Given data =
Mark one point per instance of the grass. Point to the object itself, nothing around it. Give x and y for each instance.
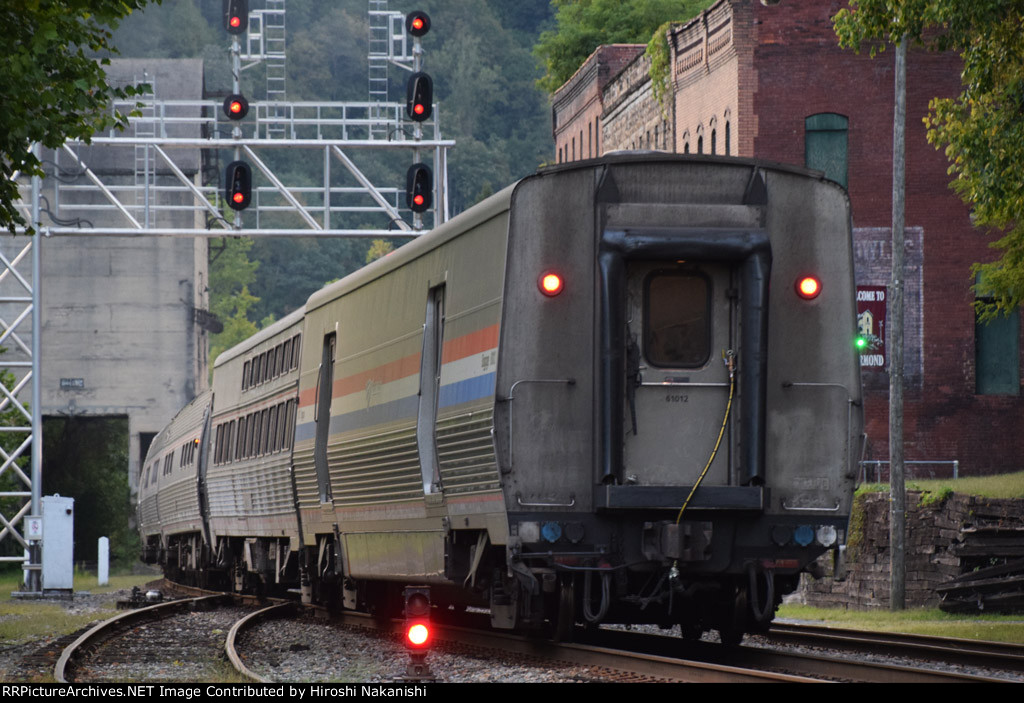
(26, 620)
(916, 621)
(1000, 486)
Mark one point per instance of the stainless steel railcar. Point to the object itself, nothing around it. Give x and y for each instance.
(517, 406)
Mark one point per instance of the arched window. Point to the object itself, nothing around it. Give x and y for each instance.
(825, 144)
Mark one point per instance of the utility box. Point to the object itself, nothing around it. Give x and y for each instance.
(58, 543)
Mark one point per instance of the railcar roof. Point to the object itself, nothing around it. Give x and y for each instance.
(481, 212)
(289, 320)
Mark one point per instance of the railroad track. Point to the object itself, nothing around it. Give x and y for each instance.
(603, 655)
(179, 640)
(819, 659)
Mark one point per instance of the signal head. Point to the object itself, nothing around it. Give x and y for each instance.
(238, 184)
(236, 15)
(417, 23)
(418, 631)
(419, 187)
(236, 106)
(419, 96)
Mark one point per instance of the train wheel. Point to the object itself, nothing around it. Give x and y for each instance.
(690, 631)
(734, 627)
(563, 621)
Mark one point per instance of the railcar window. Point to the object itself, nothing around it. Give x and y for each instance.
(290, 420)
(229, 441)
(271, 441)
(677, 319)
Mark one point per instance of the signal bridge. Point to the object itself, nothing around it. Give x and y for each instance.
(331, 193)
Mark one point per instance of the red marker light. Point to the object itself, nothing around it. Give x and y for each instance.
(551, 283)
(418, 634)
(808, 288)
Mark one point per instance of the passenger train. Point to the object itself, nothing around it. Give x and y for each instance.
(622, 390)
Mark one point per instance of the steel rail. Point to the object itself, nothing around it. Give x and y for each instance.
(821, 666)
(102, 630)
(279, 610)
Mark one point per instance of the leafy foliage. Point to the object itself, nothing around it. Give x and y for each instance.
(86, 457)
(585, 25)
(52, 89)
(982, 129)
(230, 274)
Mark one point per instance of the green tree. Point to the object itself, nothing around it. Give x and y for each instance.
(230, 274)
(378, 248)
(585, 25)
(52, 89)
(982, 129)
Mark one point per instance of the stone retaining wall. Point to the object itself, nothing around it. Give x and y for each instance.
(934, 525)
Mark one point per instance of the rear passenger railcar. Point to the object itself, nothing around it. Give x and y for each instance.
(678, 354)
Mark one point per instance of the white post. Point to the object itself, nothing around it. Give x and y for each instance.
(103, 564)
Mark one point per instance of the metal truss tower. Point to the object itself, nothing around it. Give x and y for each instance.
(335, 196)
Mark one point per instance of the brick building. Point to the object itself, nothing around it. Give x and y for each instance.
(770, 82)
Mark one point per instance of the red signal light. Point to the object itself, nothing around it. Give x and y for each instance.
(417, 24)
(418, 634)
(236, 106)
(808, 288)
(551, 283)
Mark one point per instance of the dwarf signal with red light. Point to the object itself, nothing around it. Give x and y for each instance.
(238, 184)
(236, 15)
(417, 23)
(236, 106)
(418, 634)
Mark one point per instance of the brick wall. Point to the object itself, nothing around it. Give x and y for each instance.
(579, 103)
(632, 118)
(705, 76)
(800, 71)
(763, 71)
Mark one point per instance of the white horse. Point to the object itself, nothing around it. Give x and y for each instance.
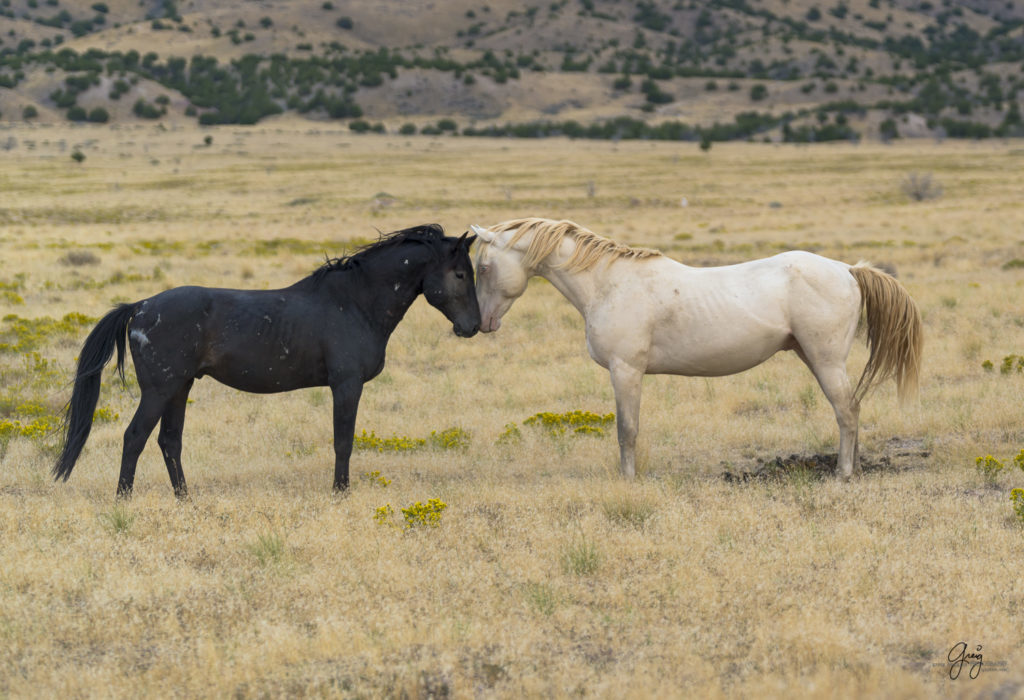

Task brief = Rewrite the items from the line containing "Mark one point per instance of the rear" through the last of the items, changing every "brick" to "masonry" and keeping everything else the same. Leave the pictures out of your answer.

Final result =
Mark one point per instance of the rear passenger railcar. Point to the object itself, nothing around it. Give x and y for each instance.
(678, 354)
Mark one point per instance of the white post. Point to the object itself, nothing around it. Give x and y for each instance.
(103, 564)
Mark one point per instance of the metal truss tower. Point to the object itself, nothing around it. Give x and y for each instance.
(335, 196)
Mark one point per instance of the masonry building. Point to the object itself, nothing around it. Give x and y for each instance.
(770, 82)
Mark one point per instance of the red signal light. Point to the object itself, nothing around it. Give x and y for each instance.
(417, 24)
(418, 634)
(236, 106)
(808, 288)
(551, 283)
Mark one point per instance of the dwarf signal with red light. Point to the object itself, nothing around it. Give x and y for each instance.
(238, 184)
(236, 15)
(417, 23)
(236, 106)
(418, 634)
Mark one point per instance of the masonry wall. Point to the object itself, nothing around it. Give x and y for each instance.
(579, 103)
(632, 118)
(705, 76)
(800, 71)
(763, 71)
Mark one point per instance of the white horse. Point to the object itself, nothing around it. Give x and y for each instance.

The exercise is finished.